The request
Answer these questions using the report on begging in Kabul.
(a) How many people live in the Afghan capital, according to the report?
(b) Where do the children ask motorists for money?
(c) What does a boy with broken eggs say his mother will do if he goes home and tells her?

Passage given
================================

(With photos) KABUL, Sept 23 (KUNA) -- The number of beggars in the streets of Kabul, especially child beggars, is on the rise with the approach of Eidul Fitr, the religious festival of Muslims to mark the end of the fasting month or Ramadan.
Wearing shabby cloths with worn-out shoes, beggars of every age and sex can be seen in the busiest markets of this Afghan capital of five million people.
Men and women as well as boys and girls whose ages are ranging from eight to eighty years can be seen in every street, market, square as well as in front of five-star hotels or restaurants known for frequenting by foreigners and well-off people for Iftar dinners.
While the women beggars sitting on different squares of the city or at some busiest locations, the children asking for money are running after the buyers in markets and streets as well as seeking financial help from motorists at traffic jams.
The most pathetic side of the begging in Kabul is the teenaged boys who are running after restaurant goers no sooner did they come out of the eating and meeting places. They are asking for financial help presenting them as orphans, homeless, hungry and so on.
Those teenaged boys are also running after locals, but their favourite targets are foreigners visiting shopping centres and hotels. They usually position themselves between the foreigners and the doors of their cars asking in the name of God for some help.
Getting little response from locals as well as foreigners due to the increasing number of beggar children in Kabul, some of those boys have adopted novel tactics to attract passers-by and persuade them to give a few afghanis.
At a street end or a footpath in front of some shops, you will find a teenaged boy in front of a tray with some broken eggs or spilled beans and rice, with his head down pretending that he is weeping.
Those boys pose as sellers of the eggs or other commodities. "I stumbled and the eggs fall down on the ground," he would tell a passer. "I've no money to buy more and my mother will beat me if I go home and tell her that the eggs have been broken," he would say.

================================

Records supplied
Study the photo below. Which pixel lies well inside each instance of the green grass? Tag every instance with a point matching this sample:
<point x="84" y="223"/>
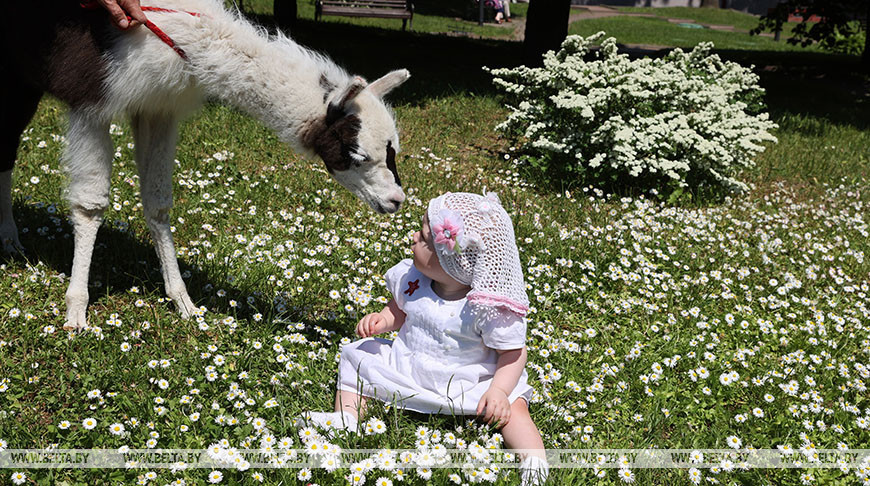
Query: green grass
<point x="714" y="16"/>
<point x="663" y="281"/>
<point x="660" y="32"/>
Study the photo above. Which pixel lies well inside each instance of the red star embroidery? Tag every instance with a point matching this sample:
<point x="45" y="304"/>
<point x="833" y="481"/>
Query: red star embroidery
<point x="412" y="286"/>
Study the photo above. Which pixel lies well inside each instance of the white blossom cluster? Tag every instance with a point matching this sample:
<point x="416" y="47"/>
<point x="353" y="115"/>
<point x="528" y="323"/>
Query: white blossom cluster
<point x="685" y="119"/>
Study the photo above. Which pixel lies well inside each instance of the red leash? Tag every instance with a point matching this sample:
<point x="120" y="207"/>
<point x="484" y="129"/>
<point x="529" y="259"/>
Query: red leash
<point x="92" y="4"/>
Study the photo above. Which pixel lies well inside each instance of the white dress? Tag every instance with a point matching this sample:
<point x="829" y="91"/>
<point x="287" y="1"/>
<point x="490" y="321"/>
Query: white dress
<point x="440" y="362"/>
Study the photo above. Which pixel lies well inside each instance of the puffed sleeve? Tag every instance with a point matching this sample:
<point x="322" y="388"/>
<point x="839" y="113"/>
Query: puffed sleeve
<point x="396" y="277"/>
<point x="501" y="329"/>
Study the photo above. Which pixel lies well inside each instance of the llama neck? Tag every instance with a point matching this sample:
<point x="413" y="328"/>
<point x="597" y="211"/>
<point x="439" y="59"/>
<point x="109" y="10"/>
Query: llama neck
<point x="274" y="80"/>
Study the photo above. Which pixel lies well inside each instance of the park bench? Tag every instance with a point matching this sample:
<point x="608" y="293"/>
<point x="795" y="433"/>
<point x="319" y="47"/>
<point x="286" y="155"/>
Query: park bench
<point x="386" y="9"/>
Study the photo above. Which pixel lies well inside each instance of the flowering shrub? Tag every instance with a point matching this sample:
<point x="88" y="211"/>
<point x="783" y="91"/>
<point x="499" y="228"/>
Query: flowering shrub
<point x="688" y="119"/>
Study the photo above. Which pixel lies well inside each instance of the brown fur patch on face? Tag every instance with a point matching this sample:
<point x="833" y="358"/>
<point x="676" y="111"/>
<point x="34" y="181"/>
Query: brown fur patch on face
<point x="327" y="86"/>
<point x="58" y="47"/>
<point x="391" y="162"/>
<point x="334" y="142"/>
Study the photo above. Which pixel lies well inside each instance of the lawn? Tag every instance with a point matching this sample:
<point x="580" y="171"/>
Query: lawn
<point x="652" y="326"/>
<point x="658" y="31"/>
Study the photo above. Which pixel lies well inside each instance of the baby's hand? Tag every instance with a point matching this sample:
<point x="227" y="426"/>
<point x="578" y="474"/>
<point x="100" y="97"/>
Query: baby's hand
<point x="497" y="406"/>
<point x="370" y="325"/>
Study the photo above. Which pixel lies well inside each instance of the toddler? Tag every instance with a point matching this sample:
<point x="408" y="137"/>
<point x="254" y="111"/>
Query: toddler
<point x="459" y="307"/>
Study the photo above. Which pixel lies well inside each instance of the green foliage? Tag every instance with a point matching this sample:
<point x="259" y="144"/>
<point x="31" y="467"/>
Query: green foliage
<point x="689" y="120"/>
<point x="839" y="27"/>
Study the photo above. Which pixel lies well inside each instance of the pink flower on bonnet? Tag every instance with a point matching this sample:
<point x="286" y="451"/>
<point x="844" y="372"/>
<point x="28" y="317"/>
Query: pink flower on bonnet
<point x="478" y="248"/>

================================

Solution to this task
(a) Five million people.
(b) At traffic jams.
(c) She will beat him.